What’s ironic is that there’s some actual science the right could lean on to make their case: A 2017 study in the Journal of Public Economics suggested that the attractiveness of a candidate does indeed correlate with their politics. The researchers found that politicians on the right were perceived as more good-looking in Europe, the U.S. and Australia.

Other studies have suggested that good-looking people are more likely to hold conservative views and possess greater confidence in navigating social systems because they experience more positive life outcomes due to their beauty ― a “halo effect,” the researchers said.

Another suggested that the more attractive people believe themselves to be, the lower their preference for egalitarianism, a value typically associated with the political left.

Clearly, “who’s hot, who’s not” is a loaded, complicated subject. But in some ways, why the right employs such bullying is pretty simple: “You’re ugly” is a classic schoolyard taunt ― one that still lands in Congress and on the political podcast circuit.

“It’s a strategy that has long proved to be successful for the right, unfortunately,” Rabinovitch-Fox said.

The professor pointed to how right-wing activist Phyllis Schlafly often leaned on such mean-spirited digs, casting feminist and liberal women as unattractive, mannish or joyless in her fight against the women’s lib movement and the Equal Rights Amendment. (Toward the end of her life, Schlafly softened that stance — slightly. “Find out if your girlfriend is a feminist before you get too far into it,” she wrote in a 2014 Christian Post column. “Some of them are pretty. They don’t all look like Bella Abzug,” a famous feminist.)

“Just like Schlafly, today’s right-wing pundits know that it’s easier to call someone ugly than to actually engage with their arguments,” Rabinovitch-Fox said.

# SUPPLIED MATERIAL:

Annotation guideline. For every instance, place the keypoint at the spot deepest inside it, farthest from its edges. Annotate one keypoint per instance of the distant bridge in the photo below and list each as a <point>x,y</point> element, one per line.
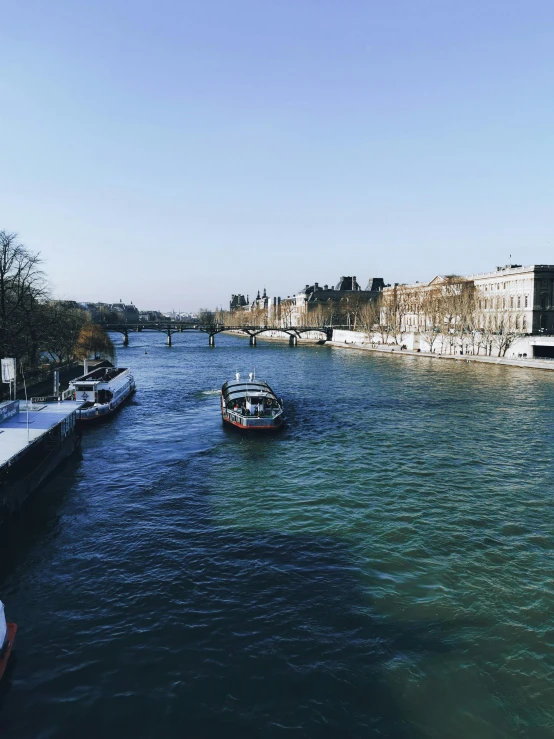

# GIVEN INSTRUCTION:
Could you reproduce, word for word, the entire passage above about physical attractiveness and right-wing politics?

# WORKED SOLUTION:
What’s ironic is that there’s some actual science the right could lean on to make their case: A 2017 study in the Journal of Public Economics suggested that the attractiveness of a candidate does indeed correlate with their politics. The researchers found that politicians on the right were perceived as more good-looking in Europe, the U.S. and Australia.

Other studies have suggested that good-looking people are more likely to hold conservative views and possess greater confidence in navigating social systems because they experience more positive life outcomes due to their beauty ― a “halo effect,” the researchers said.

Another suggested that the more attractive people believe themselves to be, the lower their preference for egalitarianism, a value typically associated with the political left.

Clearly, “who’s hot, who’s not” is a loaded, complicated subject. But in some ways, why the right employs such bullying is pretty simple: “You’re ugly” is a classic schoolyard taunt ― one that still lands in Congress and on the political podcast circuit.

“It’s a strategy that has long proved to be successful for the right, unfortunately,” Rabinovitch-Fox said.

The professor pointed to how right-wing activist Phyllis Schlafly often leaned on such mean-spirited digs, casting feminist and liberal women as unattractive, mannish or joyless in her fight against the women’s lib movement and the Equal Rights Amendment. (Toward the end of her life, Schlafly softened that stance — slightly. “Find out if your girlfriend is a feminist before you get too far into it,” she wrote in a 2014 Christian Post column. “Some of them are pretty. They don’t all look like Bella Abzug,” a famous feminist.)

“Just like Schlafly, today’s right-wing pundits know that it’s easier to call someone ugly than to actually engage with their arguments,” Rabinovitch-Fox said.